__WHAT YOU WILL DO__
1. Transcribe the stretch from "One of the least-surprising" through "around four percent." in the article on the customer-service survey.
2. Render this sentence from the article on the customer-service survey into Spanish: "The survey compared a total of 12 computer, telecom and banking providers."
3. Write the next part of the article on the customer-service survey, picking up after its last sentence.

Dramatically lower complaints about service

A cross-industry survey done by consumer research firm Vocalabs has found that not only is Apple the most well-regarded provider of customer service in the tech industry, but across several different industries. The firm found Apple with dramatically lower incidences of unhappy clients following a tech support call, particularly in the crucial customer-satisfaction are of call representative language barriers. The survey compared a total of 12 computer, telecom and banking providers.

The survey data was collected from recent phone interviews conducted over the last year and three months, from January of last year until March of this year. In all, about 7,149 interviews were conducted and 2,379 customer comments and complaints collected to form the data used in the study. Apple, HP and Dell represented the tech sector; AT&T, Sprint, T-Mobile and Verizon for telecom companies, and Bank of America, Chase, Citi and Wells Fargo represented the banking industry.

One of the least-surprising metrics in the study was the conclusion that few customers appreciate the automated portion of a customer-service call, often in the form of hold messages but also including key-pad driven menu options that try to "sort" callers into categories so that the human representative has some basic information about the case already before them when they get to the call. Overall, the dissatisfaction rate with the automated portions of support calls was higher than for almost any other sort of complaint, averaging around four percent.

Indeed, this was the only area of the survey in which Apple was not at or near the lowest number of complaints. Customers who volunteered that they didn't like the automated portion of a support call constituted 3.31 percent of callers to Apple, significantly lower than Citi financial group's 7.55 percent but much higher than Dell's 0.99 percent or HP's 1.04 percent.

__AVAILABLE DATA__
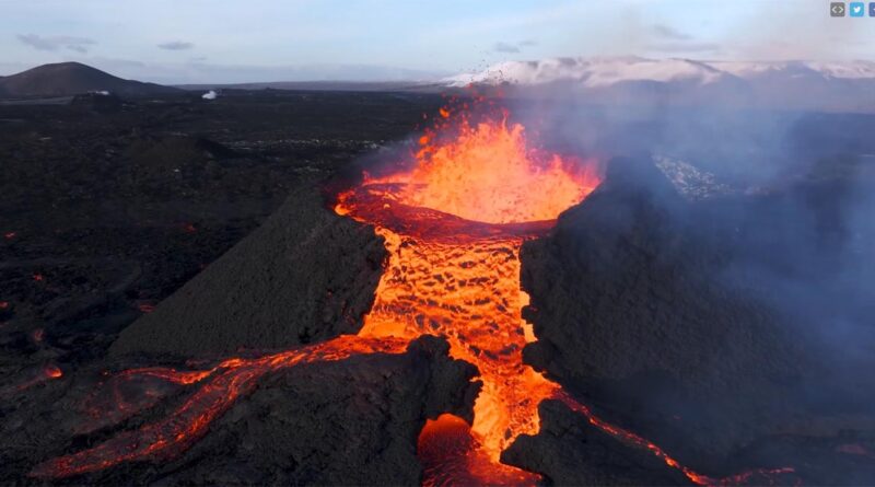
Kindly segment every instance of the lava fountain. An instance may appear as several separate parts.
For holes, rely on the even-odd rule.
[[[419,139],[411,164],[388,175],[365,175],[337,195],[335,211],[373,225],[388,251],[374,304],[357,335],[230,358],[207,370],[124,371],[110,382],[139,379],[154,391],[162,383],[198,390],[171,417],[44,462],[32,475],[65,477],[178,454],[271,371],[353,355],[400,353],[422,335],[446,337],[452,357],[475,364],[482,383],[471,425],[442,415],[422,429],[418,452],[425,485],[536,483],[537,474],[499,459],[520,434],[538,432],[537,407],[546,398],[562,401],[594,427],[649,451],[697,484],[744,483],[788,472],[754,471],[722,479],[698,474],[648,440],[597,418],[523,362],[523,348],[535,336],[522,318],[528,295],[520,289],[520,248],[599,184],[596,164],[529,147],[523,126],[510,123],[506,112],[477,123],[467,111],[440,113],[442,119]],[[155,401],[153,393],[121,402],[118,410],[102,416],[116,422]]]
[[[538,404],[557,391],[523,363],[534,335],[521,316],[528,295],[520,247],[599,179],[593,163],[528,148],[506,114],[478,124],[463,117],[451,134],[423,136],[412,169],[365,177],[338,198],[337,212],[373,224],[389,253],[360,336],[445,336],[452,357],[476,364],[482,382],[467,465],[454,471],[489,483],[534,480],[499,462],[517,436],[537,433]],[[440,441],[428,434],[439,426],[420,438],[421,451],[435,450],[423,441]]]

__PER-TASK OUTPUTS__
1.
One of the least-surprising metrics in the study was the conclusion that few customers appreciate the automated portion of a customer-service call, often in the form of hold messages but also including key-pad driven menu options that try to "sort" callers into categories so that the human representative has some basic information about the case already before them when they get to the call. Overall, the dissatisfaction rate with the automated portions of support calls was higher than for almost any other sort of complaint, averaging around four percent.

2. La encuesta comparó un total de 12 proveedores de informática, telecomunicaciones y banca.

3.
By contrast, the study showed that Apple customers leave the support call experience very satisfied, far more so than most other of the companies surveyed. The study asked customers (and collected volunteered comments) that indicated if a customer was seriously planning to take their business elsewhere; Apple handily won the category with an average of 0.44 percent.

In the tech sector, this compares to Dell's 1.66 percent (four times higher) and HP's 2.33 percent (almost six times higher). The only business to come close to Apple's satisfaction score was Citi with 0.63 percent, though banks (apart from Wells Fargo, which did the worst of all 12 companies involved) generally did well under one percent.

Apple's common (but not exclusive) use of call centers located in North America was viewed very favorably by most callers, with 0.55 percent saying they had problems understanding the customer service representative, compared to 7.28 percent for Dell and 11.14 percent for HP, which did the worst of all companies in the study in this area by a huge margin. In the cell provider arena, Verizon was able to surpass Apple's score with 0.27 percent saying they had language issues.

Sprint had the most issues, with 1.58 percent of customers saying they had language difficulties. In the banking comparison, Wells Fargo was the clear winner with a perfect score (no complaints), with Bank of America close behind (0.66 percent) and Chase and Citi both over three percent.

The study also looked at reports of rude or impolite behavior by CSRs, and found that T-Mobile and Apple had the lowest incidence rate of the problem (0.29 and 0.55, respectively). Dell and Wells Fargo had the highest rates, at 2.98 and 2.06 percent respectively.

A related but separate metric measure reports of hang-ups (either originating from the company or from the customer), and found Apple again with a 0.55 percent rate, about average across all 12 companies. Citi had a perfect score of no reported hang-ups, while HP and Dell were the worst, with 1.81 and 1.32 percent reported respectively.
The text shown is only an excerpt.